▶ [What you will do] Pick out each line in the items below that contains the string "handle", and copy those lines.

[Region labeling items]
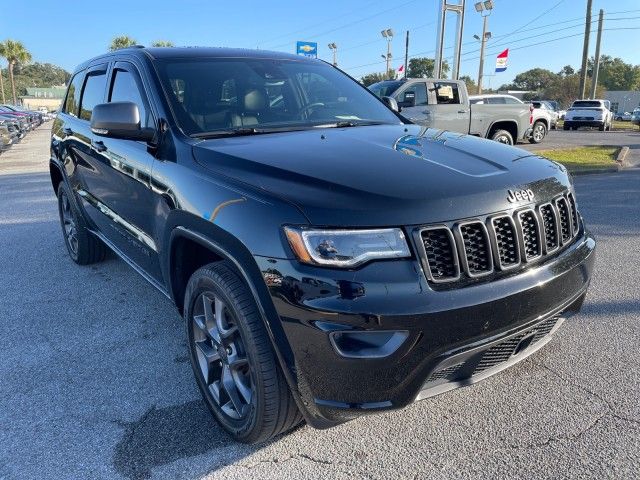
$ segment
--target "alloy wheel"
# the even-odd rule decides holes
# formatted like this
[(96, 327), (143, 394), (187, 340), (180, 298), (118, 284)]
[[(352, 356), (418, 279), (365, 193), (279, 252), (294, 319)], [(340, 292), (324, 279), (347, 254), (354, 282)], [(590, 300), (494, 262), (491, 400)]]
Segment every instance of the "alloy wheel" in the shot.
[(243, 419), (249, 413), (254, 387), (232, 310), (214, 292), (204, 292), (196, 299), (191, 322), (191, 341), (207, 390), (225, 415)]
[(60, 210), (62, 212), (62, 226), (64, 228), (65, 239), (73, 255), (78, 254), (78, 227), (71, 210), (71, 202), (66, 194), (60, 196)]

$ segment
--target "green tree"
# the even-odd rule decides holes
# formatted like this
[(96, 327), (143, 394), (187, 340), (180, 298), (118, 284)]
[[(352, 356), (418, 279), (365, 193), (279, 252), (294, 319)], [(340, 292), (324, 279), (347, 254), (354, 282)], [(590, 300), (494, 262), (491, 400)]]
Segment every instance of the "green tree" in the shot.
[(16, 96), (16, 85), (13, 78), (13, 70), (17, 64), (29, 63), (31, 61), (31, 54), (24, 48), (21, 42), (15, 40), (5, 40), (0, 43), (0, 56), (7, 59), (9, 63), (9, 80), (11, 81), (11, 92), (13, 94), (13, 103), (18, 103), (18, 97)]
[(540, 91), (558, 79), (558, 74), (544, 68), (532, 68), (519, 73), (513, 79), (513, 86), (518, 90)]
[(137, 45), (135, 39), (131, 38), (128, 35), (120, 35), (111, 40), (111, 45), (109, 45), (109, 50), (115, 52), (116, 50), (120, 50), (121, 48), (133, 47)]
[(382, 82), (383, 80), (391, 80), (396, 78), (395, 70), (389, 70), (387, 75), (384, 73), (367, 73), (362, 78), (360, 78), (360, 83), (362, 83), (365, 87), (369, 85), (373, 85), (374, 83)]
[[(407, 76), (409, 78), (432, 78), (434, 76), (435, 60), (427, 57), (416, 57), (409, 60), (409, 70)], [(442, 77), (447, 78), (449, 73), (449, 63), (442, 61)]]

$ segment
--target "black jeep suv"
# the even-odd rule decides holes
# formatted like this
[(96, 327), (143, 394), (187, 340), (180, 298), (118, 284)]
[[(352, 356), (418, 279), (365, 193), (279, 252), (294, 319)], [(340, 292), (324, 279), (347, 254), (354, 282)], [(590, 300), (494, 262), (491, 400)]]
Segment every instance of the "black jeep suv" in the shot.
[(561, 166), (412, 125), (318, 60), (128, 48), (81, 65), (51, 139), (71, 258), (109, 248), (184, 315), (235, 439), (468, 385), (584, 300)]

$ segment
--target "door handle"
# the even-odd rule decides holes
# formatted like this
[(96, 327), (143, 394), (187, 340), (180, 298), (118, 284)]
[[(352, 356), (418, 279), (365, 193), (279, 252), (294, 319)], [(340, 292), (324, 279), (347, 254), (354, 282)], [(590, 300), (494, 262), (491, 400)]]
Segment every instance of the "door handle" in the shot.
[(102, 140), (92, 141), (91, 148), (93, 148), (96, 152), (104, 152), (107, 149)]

---

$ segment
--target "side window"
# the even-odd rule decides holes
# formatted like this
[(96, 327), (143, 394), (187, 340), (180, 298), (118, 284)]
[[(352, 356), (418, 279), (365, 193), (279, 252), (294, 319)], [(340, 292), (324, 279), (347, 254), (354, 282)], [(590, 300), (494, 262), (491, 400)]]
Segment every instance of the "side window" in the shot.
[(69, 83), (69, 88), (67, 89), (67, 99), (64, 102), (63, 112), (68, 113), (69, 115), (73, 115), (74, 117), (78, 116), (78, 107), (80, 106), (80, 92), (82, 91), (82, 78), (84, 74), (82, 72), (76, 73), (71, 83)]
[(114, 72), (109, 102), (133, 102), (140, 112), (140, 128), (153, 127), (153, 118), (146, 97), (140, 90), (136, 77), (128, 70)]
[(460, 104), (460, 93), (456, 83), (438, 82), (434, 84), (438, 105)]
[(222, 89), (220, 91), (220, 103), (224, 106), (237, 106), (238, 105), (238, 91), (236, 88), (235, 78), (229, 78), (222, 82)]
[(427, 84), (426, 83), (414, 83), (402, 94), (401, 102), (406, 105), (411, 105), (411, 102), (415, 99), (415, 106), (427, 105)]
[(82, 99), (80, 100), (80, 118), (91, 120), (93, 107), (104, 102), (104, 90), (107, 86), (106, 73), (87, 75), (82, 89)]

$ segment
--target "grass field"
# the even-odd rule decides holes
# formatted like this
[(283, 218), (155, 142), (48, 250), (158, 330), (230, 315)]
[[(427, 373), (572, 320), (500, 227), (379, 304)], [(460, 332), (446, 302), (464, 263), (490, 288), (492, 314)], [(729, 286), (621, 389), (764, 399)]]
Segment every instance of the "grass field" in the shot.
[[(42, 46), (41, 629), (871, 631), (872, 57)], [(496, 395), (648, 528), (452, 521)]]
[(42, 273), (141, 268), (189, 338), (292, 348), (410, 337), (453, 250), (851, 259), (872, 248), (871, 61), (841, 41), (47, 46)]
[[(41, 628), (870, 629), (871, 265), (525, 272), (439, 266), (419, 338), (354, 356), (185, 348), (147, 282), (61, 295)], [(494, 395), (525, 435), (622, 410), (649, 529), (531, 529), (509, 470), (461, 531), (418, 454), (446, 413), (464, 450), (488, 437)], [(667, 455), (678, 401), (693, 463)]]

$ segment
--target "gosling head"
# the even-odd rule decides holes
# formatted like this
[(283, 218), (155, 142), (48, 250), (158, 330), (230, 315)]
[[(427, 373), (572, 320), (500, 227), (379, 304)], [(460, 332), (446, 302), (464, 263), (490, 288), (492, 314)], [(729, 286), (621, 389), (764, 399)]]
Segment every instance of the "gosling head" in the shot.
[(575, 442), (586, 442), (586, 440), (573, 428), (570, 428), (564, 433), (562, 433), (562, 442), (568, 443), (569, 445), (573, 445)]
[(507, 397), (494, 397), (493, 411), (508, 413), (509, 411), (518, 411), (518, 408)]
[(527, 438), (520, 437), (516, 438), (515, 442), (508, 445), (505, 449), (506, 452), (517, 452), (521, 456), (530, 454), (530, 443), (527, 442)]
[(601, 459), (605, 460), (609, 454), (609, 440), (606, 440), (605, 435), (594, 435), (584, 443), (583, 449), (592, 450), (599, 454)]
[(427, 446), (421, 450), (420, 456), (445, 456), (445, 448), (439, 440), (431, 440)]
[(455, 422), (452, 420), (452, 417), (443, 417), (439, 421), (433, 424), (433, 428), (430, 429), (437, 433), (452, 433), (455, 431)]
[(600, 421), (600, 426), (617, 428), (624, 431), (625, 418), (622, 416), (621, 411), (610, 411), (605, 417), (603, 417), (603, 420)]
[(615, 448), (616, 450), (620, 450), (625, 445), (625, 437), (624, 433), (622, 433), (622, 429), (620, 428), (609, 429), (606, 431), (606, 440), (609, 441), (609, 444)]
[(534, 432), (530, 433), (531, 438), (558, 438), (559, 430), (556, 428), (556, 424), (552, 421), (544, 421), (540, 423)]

▶ [Problem solution]
--target "door handle"
Segment every instance of the "door handle" in the shot.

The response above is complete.